# HG changeset patch
# User hoelzl
# Date 1292939453 -3600
# Node ID 1b65137d598c2a08a1fb0d9a802724f4a1a029c3
# Parent  3cb30e525ee9320ba7860bb5c1ae1f6cd46b9350
generalized monoseq, decseq and incseq; simplified proof for seq_monosub

diff -r 3cb30e525ee9 -r 1b65137d598c src/HOL/SEQ.thy
--- a/src/HOL/SEQ.thy	Tue Dec 21 14:18:45 2010 +0100
+++ b/src/HOL/SEQ.thy	Tue Dec 21 14:50:53 2010 +0100
@@ -34,27 +34,27 @@
   "Bseq X = (\<exists>K>0.\<forall>n. norm (X n) \<le> K)"
 
 definition
-  monoseq :: "(nat=>real)=>bool" where
-    --{*Definition of monotonicity. 
-        The use of disjunction here complicates proofs considerably. 
-        One alternative is to add a Boolean argument to indicate the direction. 
+  monoseq :: "(nat \<Rightarrow> 'a::order) \<Rightarrow> bool" where
+    --{*Definition of monotonicity.
+        The use of disjunction here complicates proofs considerably.
+        One alternative is to add a Boolean argument to indicate the direction.
         Another is to develop the notions of increasing and decreasing first.*}
   "monoseq X = ((\<forall>m. \<forall>n\<ge>m. X m \<le> X n) | (\<forall>m. \<forall>n\<ge>m. X n \<le> X m))"

**Objectives**
- 1) Count the lines of the records that contain the string "wheel", and reply with the number alone.
- 2) Continue the changeset patch from the point where it stops.
These records are unrelated to the changeset patch.

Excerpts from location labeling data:
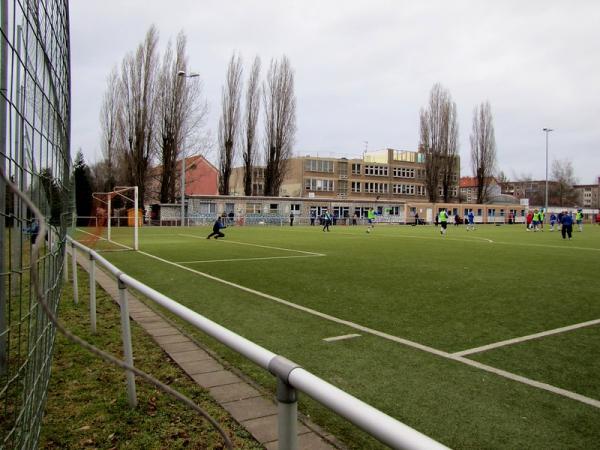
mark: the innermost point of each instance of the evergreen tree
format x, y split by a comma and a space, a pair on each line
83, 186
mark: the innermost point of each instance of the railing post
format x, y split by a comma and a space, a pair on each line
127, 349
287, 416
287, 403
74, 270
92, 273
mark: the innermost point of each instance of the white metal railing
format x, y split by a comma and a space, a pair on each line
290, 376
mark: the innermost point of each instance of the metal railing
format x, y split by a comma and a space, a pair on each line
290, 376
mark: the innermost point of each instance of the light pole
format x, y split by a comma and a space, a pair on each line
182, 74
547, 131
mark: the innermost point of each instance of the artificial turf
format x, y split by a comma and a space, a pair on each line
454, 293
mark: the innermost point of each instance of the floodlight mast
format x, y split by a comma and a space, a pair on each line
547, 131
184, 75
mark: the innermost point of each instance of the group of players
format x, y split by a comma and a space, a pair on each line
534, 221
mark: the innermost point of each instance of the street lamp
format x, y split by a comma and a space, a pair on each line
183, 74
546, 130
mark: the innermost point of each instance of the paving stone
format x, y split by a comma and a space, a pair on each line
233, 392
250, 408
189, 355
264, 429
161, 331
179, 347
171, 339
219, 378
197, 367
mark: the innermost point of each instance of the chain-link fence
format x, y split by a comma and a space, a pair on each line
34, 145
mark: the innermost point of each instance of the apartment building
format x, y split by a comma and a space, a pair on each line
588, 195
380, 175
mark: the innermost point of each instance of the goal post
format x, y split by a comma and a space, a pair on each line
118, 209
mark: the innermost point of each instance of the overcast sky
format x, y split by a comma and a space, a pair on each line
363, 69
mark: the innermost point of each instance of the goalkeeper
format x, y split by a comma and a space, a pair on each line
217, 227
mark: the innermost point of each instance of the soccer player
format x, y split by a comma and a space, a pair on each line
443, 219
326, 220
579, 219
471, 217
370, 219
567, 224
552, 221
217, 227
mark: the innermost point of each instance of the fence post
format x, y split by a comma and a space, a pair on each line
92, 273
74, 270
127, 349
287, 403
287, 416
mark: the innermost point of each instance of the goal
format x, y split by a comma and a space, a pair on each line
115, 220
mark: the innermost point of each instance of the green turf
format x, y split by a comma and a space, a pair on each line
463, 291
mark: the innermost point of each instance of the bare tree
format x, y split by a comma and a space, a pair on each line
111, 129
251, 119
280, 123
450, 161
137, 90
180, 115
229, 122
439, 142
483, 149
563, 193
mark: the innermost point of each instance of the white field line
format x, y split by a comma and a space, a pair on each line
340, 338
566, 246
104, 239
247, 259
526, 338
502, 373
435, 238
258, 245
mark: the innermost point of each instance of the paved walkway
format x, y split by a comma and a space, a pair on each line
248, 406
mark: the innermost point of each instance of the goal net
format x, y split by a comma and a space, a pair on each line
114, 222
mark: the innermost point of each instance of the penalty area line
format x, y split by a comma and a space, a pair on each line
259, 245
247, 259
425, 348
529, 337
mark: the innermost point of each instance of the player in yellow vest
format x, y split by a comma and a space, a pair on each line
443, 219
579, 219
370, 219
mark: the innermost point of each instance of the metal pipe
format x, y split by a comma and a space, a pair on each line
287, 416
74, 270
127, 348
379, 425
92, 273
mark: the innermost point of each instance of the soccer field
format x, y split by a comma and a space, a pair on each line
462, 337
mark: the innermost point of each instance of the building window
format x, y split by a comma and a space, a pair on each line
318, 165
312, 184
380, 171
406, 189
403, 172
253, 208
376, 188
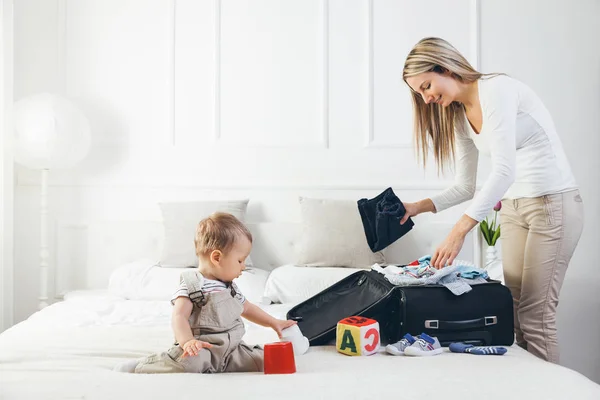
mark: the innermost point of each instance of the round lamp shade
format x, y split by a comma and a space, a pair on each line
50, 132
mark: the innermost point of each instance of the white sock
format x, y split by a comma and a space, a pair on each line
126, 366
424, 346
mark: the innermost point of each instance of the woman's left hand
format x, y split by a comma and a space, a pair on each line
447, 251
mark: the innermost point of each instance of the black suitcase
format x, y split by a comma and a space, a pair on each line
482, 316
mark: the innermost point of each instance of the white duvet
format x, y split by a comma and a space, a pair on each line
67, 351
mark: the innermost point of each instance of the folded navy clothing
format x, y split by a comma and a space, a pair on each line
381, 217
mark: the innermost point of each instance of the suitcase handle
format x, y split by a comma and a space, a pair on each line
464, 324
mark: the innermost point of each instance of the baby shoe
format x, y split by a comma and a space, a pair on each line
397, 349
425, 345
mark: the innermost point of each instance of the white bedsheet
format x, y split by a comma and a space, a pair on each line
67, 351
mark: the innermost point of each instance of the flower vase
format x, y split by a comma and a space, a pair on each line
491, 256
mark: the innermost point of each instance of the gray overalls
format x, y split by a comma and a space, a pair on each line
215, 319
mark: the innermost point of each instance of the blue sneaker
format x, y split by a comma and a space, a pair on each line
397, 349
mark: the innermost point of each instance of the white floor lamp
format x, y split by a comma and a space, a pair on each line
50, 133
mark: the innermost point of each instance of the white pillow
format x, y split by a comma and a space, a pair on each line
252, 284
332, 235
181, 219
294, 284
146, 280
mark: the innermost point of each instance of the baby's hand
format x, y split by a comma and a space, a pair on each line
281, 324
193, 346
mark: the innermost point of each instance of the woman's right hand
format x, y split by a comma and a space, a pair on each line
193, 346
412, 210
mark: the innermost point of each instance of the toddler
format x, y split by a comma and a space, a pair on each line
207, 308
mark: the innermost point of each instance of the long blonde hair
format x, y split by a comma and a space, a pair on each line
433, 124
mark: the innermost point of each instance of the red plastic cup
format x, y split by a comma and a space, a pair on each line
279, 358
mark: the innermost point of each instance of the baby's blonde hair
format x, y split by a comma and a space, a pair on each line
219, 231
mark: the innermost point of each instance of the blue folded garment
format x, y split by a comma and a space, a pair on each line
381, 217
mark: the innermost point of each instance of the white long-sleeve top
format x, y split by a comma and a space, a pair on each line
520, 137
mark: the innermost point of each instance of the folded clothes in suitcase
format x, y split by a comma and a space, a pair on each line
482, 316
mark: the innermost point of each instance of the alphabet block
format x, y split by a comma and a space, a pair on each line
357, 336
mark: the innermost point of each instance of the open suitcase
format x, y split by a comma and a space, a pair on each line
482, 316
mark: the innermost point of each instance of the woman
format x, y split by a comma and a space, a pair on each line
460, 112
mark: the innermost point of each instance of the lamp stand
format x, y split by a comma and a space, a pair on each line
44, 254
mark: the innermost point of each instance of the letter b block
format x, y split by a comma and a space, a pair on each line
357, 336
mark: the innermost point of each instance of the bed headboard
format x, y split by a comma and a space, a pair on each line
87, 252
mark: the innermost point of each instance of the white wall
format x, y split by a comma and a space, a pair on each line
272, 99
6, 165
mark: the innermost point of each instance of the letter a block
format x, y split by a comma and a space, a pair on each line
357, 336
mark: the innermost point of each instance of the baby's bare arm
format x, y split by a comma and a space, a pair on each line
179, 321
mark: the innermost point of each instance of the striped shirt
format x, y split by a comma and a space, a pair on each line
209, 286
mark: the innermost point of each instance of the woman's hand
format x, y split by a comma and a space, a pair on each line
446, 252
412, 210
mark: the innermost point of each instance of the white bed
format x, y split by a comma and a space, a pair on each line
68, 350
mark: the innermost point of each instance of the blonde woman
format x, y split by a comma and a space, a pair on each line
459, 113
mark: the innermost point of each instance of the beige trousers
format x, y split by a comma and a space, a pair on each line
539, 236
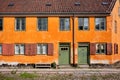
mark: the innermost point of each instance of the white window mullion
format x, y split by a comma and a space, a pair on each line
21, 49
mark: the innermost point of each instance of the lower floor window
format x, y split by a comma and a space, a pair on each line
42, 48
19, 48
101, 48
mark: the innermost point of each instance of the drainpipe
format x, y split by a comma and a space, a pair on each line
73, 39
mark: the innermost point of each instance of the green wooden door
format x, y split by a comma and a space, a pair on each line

* * *

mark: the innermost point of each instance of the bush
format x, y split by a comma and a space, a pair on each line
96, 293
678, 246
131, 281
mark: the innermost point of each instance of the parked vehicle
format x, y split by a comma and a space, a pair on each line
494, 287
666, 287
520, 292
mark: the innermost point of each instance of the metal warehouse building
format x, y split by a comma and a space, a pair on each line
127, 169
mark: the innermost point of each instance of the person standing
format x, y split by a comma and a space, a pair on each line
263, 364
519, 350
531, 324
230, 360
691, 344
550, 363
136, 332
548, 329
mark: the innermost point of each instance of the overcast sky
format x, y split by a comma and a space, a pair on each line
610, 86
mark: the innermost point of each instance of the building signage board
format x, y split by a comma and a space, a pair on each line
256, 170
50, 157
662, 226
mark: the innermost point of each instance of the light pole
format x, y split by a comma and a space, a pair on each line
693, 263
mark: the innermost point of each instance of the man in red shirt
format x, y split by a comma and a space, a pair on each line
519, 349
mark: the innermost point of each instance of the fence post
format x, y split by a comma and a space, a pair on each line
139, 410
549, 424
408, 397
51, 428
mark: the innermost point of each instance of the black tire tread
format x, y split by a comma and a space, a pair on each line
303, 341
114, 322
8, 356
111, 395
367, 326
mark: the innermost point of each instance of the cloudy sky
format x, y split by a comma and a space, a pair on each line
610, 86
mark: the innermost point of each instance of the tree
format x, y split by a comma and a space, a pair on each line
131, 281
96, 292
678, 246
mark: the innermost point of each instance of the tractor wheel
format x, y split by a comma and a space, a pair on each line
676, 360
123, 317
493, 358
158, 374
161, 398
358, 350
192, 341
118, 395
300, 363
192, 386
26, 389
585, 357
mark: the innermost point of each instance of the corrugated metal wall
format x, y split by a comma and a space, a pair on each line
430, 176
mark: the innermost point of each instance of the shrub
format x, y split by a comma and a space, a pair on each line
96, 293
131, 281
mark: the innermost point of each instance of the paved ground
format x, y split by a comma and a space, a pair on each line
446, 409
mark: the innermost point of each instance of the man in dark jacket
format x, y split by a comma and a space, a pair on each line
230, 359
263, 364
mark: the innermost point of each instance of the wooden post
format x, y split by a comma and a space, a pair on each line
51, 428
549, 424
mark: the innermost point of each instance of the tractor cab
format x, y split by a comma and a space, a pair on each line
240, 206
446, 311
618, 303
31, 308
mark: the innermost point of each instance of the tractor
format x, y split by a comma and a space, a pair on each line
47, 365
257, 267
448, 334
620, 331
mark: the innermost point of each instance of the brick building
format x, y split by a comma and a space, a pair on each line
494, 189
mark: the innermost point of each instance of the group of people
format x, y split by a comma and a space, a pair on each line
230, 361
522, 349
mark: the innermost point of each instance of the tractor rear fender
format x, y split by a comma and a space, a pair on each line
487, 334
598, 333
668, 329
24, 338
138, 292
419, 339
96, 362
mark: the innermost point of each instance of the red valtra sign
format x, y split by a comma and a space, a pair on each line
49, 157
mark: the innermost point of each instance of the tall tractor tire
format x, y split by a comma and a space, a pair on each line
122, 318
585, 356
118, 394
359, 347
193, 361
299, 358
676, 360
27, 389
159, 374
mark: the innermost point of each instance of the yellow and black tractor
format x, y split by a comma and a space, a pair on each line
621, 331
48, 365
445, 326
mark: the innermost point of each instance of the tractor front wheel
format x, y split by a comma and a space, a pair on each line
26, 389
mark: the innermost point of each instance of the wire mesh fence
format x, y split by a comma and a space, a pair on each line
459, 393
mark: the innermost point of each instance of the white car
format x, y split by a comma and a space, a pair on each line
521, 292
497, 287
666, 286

**The responses**
- 1) 2

- 2)
 
 definition
-  incseq :: "(nat=>real)=>bool" where
+  incseq :: "(nat \<Rightarrow> 'a::order) \<Rightarrow> bool" where
     --{*Increasing sequence*}
-  "incseq X = (\<forall>m. \<forall>n\<ge>m. X m \<le> X n)"
+  "incseq X \<longleftrightarrow> (\<forall>m. \<forall>n\<ge>m. X m \<le> X n)"
 
 definition
-  decseq :: "(nat=>real)=>bool" where
-    --{*Increasing sequence*}
-  "decseq X = (\<forall>m. \<forall>n\<ge>m. X n \<le> X m)"
+  decseq :: "(nat \<Rightarrow> 'a::order) \<Rightarrow> bool" where
+    --{*Decreasing sequence*}
+  "decseq X \<longleftrightarrow> (\<forall>m. \<forall>n\<ge>m. X n \<le> X m)"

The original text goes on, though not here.